(Referring expression pointing data)
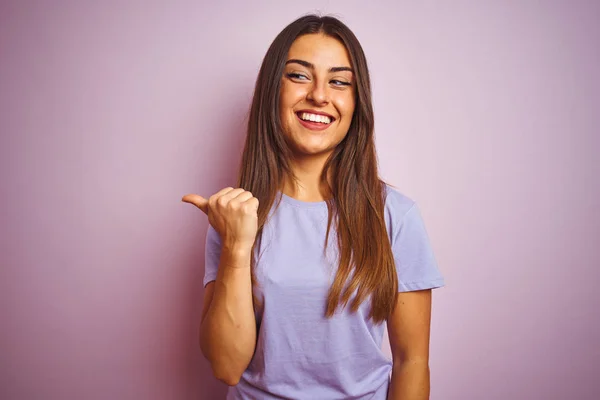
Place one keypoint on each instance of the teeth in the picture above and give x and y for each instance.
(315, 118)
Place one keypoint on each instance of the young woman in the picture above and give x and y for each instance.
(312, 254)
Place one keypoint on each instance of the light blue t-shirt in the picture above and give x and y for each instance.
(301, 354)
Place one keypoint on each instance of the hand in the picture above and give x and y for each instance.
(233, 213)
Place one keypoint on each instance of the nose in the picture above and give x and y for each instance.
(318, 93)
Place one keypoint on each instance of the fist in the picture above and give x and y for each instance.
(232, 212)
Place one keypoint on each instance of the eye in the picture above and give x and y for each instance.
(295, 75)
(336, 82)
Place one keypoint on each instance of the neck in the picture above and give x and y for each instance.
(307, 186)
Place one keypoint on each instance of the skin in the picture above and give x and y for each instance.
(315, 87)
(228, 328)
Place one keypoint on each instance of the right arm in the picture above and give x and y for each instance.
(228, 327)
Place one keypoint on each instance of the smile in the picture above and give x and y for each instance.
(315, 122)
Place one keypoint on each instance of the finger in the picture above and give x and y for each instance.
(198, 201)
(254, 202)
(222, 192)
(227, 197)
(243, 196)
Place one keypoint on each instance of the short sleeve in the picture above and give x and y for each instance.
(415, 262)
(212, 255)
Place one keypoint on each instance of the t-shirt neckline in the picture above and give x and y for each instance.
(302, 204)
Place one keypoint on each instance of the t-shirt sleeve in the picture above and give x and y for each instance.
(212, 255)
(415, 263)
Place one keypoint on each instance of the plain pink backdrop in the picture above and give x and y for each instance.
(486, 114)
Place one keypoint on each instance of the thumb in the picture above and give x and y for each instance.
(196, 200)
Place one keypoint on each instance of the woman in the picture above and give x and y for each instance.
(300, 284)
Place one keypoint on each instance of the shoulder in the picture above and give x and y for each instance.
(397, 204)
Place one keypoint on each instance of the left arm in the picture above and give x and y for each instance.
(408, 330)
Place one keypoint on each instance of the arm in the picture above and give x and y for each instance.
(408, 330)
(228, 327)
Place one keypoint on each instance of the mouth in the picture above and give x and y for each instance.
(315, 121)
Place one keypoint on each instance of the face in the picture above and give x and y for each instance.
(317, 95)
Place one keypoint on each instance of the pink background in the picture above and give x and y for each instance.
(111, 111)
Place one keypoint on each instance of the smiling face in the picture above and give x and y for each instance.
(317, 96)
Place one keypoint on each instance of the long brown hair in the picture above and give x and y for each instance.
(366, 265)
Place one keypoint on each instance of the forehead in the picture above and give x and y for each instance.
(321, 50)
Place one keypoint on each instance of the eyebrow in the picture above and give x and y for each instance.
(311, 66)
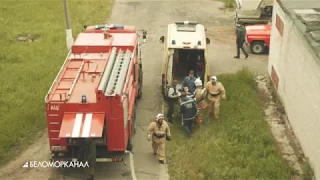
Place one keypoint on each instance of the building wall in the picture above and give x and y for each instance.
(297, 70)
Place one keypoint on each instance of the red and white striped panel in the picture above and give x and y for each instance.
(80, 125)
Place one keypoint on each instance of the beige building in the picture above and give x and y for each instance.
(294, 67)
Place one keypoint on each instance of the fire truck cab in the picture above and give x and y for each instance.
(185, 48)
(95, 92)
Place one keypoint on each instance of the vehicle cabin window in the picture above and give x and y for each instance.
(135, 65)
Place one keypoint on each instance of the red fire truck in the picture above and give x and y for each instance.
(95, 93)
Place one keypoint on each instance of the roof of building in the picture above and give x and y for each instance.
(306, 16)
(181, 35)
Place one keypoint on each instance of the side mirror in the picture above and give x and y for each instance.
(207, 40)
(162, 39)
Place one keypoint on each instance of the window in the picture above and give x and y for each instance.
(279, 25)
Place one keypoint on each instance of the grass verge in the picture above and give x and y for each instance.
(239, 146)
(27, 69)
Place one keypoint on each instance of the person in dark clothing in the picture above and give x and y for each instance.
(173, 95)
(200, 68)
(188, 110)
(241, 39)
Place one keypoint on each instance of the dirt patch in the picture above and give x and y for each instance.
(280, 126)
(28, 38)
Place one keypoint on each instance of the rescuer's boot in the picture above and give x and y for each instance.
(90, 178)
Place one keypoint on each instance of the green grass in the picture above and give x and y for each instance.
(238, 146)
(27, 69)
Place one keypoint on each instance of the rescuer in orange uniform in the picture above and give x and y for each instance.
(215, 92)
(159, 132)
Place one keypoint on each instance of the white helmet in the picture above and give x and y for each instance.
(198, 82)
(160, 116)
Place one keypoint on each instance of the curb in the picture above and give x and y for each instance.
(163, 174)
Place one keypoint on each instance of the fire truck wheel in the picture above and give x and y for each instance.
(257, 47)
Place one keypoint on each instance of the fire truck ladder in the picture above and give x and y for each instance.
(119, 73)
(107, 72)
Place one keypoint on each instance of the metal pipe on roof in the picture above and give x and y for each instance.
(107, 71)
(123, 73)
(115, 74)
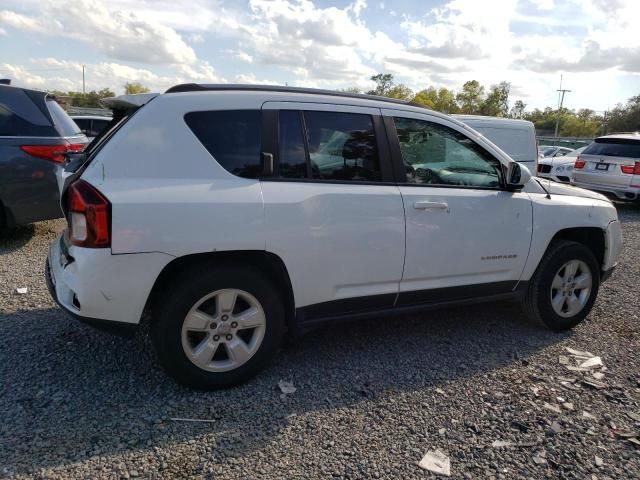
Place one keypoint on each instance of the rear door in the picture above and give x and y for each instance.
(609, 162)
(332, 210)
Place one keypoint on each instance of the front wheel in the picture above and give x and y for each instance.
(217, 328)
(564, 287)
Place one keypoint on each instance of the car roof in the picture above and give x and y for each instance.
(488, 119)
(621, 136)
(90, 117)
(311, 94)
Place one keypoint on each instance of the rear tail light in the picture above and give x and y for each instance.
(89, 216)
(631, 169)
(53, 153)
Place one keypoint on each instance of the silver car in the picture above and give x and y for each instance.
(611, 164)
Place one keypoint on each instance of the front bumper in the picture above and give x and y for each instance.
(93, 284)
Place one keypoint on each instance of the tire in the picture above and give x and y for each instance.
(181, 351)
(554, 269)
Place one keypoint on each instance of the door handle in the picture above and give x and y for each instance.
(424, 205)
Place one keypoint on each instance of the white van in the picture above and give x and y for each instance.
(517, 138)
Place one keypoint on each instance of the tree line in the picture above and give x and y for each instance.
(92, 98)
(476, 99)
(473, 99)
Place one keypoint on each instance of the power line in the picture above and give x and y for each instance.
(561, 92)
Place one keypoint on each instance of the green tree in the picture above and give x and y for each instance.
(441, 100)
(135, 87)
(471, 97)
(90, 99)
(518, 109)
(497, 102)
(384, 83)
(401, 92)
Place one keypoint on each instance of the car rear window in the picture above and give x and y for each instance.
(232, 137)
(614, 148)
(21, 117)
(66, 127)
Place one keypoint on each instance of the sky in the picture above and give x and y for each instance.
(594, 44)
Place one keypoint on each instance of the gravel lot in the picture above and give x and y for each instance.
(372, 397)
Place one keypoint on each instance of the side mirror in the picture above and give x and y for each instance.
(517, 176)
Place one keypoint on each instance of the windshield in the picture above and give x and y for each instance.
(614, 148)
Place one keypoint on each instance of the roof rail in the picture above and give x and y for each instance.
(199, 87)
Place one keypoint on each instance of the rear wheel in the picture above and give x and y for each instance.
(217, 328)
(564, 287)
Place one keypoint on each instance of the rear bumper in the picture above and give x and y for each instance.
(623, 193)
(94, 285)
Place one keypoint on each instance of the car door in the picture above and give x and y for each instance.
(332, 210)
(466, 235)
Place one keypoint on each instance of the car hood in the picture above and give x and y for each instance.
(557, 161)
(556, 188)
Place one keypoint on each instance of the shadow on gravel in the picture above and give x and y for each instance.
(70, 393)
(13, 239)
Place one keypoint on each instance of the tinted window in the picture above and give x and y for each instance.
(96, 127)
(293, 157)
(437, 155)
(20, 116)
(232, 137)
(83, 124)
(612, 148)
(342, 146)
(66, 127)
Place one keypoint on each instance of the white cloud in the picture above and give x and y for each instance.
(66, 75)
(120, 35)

- [Activity]: All of the data is to be returned exactly, with no pictures included.

- [Task answer]:
Place one keypoint on each instance of the teeth in the picture above and give x and y for each instance.
(315, 118)
Place one keypoint on each instance of the young woman in the picture above and give x and y for each instance.
(312, 254)
Place one keypoint on each instance of the light blue t-shirt in the picture above and give x and y for each instance.
(301, 354)
Place one keypoint on each instance of the hand in the picture above and give x and y for each instance.
(233, 213)
Place one keypoint on each instance of the nose in the picture above and give x and y for each instance.
(318, 93)
Place one keypoint on each instance of the fist in the picture above and give x and y for each instance.
(232, 212)
Place one keypoint on each instance of the eye in the picture above and give x and y for each instance.
(295, 75)
(336, 82)
Place one keypoint on each instance of the neck in the picture above and give x and y for each instance.
(307, 186)
Place one keypoint on each instance of the skin in the picture above and give x and y for each instance.
(315, 87)
(228, 328)
Place one keypoint on each instance of the right arm in the picture above and give x and y for each instance.
(228, 327)
Place one keypoint on each instance of the smile in the picture above and give x and y for each instance.
(315, 122)
Place one keypoint on each instance of the finger in the picture above and give x and y for each instance.
(198, 201)
(254, 202)
(222, 192)
(227, 197)
(243, 196)
Place one keypoint on each instance of the short sleeve in the picture above and give x and y for each instance.
(415, 262)
(212, 255)
Place one keypoint on each instance of the t-shirt neckline in the picture above and give x and y for each instance.
(302, 204)
Place one keypoint on each instance of the t-shirt sleeve in the picture above and give x and y for each instance.
(212, 255)
(415, 263)
Place one keypoint on each instance of the plain pink backdrop in the picture above and give x and y for each instance.
(486, 114)
Place one keypoint on each instance of the thumb in the picture above and give x and y for each instance.
(196, 200)
Place one keypoint on each instance of the woman in the picture above and give x and y for each instance.
(300, 284)
Place one keypoint on each instance of the shoulder in the picture above and give x and y for each instance.
(397, 204)
Place one keypoint on each instance of the left arm in the picture above and give x and y for each instance.
(408, 330)
Place one keypoint on each instance of the arm in the picture above and give x and y for each instance.
(408, 330)
(228, 327)
Place one keypoint on each instance of the mouth in the picture above and give x and y for each instance.
(315, 121)
Place one keypoint on each instance of the face in the picture above and give x and y for each instance.
(317, 95)
Place one keypoint on each instance of the pink background in the picture above and give x and y for each instance.
(111, 111)
Place one keypoint on each instance of the smiling face in the picture above and give x and y for each instance.
(317, 96)
Place one keypoint on each instance of the long brown hair in the picture above and give x and y for each instance.
(366, 265)
Place one keypoint on each instance of the forehead in the picture above and give x and y for each instance.
(321, 50)
Place one keypoint on each instance of the eyebrow in the picture above and give x and y for each instance.
(311, 66)
Place one keypoint on each instance of the building wall in the picture above and give x and y for each instance.
(297, 70)
Place one keypoint on each instance of the red and white striped panel in the picture above and give x and y for each instance.
(80, 125)
Place one keypoint on each instance of the beige building in the picture above and give x and y for each instance.
(294, 67)
Place one keypoint on each instance of the fire truck cab in the picture above and give x and y for each instance.
(185, 48)
(95, 92)
Place one keypoint on each instance of the vehicle cabin window in the picture above and give x and y for each instance.
(135, 65)
Place one keypoint on each instance of the red fire truck in the picture above and give x and y for each instance.
(95, 93)
Place one keypoint on each instance of the roof of building in the picture above and give x and y for each instance.
(306, 16)
(181, 35)
Place one keypoint on each instance of the side mirror in the picture above and give x and y for each instance.
(207, 40)
(162, 39)
Place one keypoint on each instance of the window in the picture above and give x and y for each instance.
(279, 25)
Place one keypoint on each instance of the grass verge in the picture above and give x and y for each instance.
(239, 146)
(27, 69)
Place one keypoint on each instance of the person in dark clothing in the picture above and give x and y for each instance.
(173, 95)
(200, 68)
(188, 110)
(241, 39)
Place one keypoint on each instance of the dirt patch in the picture above and give x and y for each instance.
(280, 126)
(28, 38)
Place one keypoint on each instance of the rescuer's boot in the picture above and give x and y for each instance.
(90, 178)
Place one keypoint on each instance of the green grass in the picture above and give x and y for each instance.
(238, 146)
(27, 69)
Place one keypoint on each instance of the rescuer in orange uniform in the picture above and give x and y for each instance.
(215, 92)
(159, 132)
Place one keypoint on each instance of the white helmet in the picture above and give x and y for each instance.
(198, 82)
(160, 116)
Place one keypoint on each instance of the curb in the picture above and give x and y for each instance.
(163, 174)
Place one keypoint on each instance of the fire truck wheel in the picture above and give x and y for each instance.
(257, 47)
Place one keypoint on each instance of the fire truck ladder in the picture above and give x and y for each instance.
(119, 73)
(107, 72)
Place one keypoint on each instance of the metal pipe on roof in the picture above and give x and y for each instance.
(107, 71)
(123, 73)
(115, 74)
Place one keypoint on each instance of the rear door in the picture above and give x and y for each instance.
(609, 162)
(332, 210)
Place one keypoint on each instance of the front wheel in the picture above and give x and y for each instance.
(217, 328)
(564, 287)
Place one keypoint on each instance of the car roof in the picture above and give x and y for each instance.
(488, 119)
(621, 136)
(90, 117)
(311, 94)
Place one keypoint on each instance of the rear tail light in the picture above and give x and y for each instance.
(89, 216)
(631, 169)
(53, 153)
Place one keypoint on each instance of the silver car in the picture above and give x and y for each instance.
(611, 164)
Place one keypoint on each instance of the front bumper in the picture above and give x and y for each instance.
(93, 284)
Place one keypoint on each instance of the tire in the picture above and give x and y for each instance.
(181, 351)
(554, 269)
Place one keypoint on each instance of the door handle in the picture above and give x and y for each instance.
(424, 205)
Place one keypoint on each instance of the white van in the picture above and give x and y for each instance.
(517, 138)
Place one keypoint on each instance of the tree line in the picture above and give x and y for each instance.
(92, 98)
(476, 99)
(473, 99)
Place one keypoint on each instance of the power line in the picture above and give x and y for each instance.
(561, 92)
Place one keypoint on each instance of the green tree in the picture above and give x and y for each instance.
(441, 100)
(135, 87)
(471, 97)
(90, 99)
(518, 109)
(497, 102)
(384, 83)
(401, 92)
Place one keypoint on each instance of the car rear window in the picture above and give x and y for each instance.
(232, 137)
(614, 148)
(21, 117)
(66, 127)
Place one keypoint on each instance of the sky in the picture above and give x and y for each instance.
(594, 44)
Place one keypoint on each instance of the gravel lot in the picture above and give x and y for each instance.
(372, 397)
Place one keypoint on each instance of the side mirror in the picture above and give x and y for each instance.
(517, 176)
Place one keypoint on each instance of the windshield in the picture above and give x and y for each instance.
(614, 148)
Place one keypoint on each instance of the roof rail in the picture above and give x and y for each instance.
(199, 87)
Place one keypoint on each instance of the rear wheel in the picture above and give x and y for each instance.
(217, 328)
(564, 287)
Place one keypoint on each instance of the rear bumper in the picture above and give x and y for each instance.
(623, 193)
(94, 285)
Place one keypoint on each instance of the car door in the picture above and give x and y for each instance.
(332, 210)
(466, 235)
Place one keypoint on each instance of the car hood in the picture above and give x and y for each instance.
(557, 161)
(556, 188)
Place one keypoint on each instance of the shadow on gravel in the picture above and give x and y for each instance.
(70, 393)
(13, 239)
Place one keypoint on each instance of the tinted window in the picture above and give x and y for each instance.
(96, 127)
(293, 157)
(437, 155)
(20, 116)
(232, 137)
(83, 124)
(612, 148)
(342, 146)
(66, 127)
Place one keypoint on each instance of the white cloud in the picture above and give x and y for each instance.
(66, 75)
(120, 35)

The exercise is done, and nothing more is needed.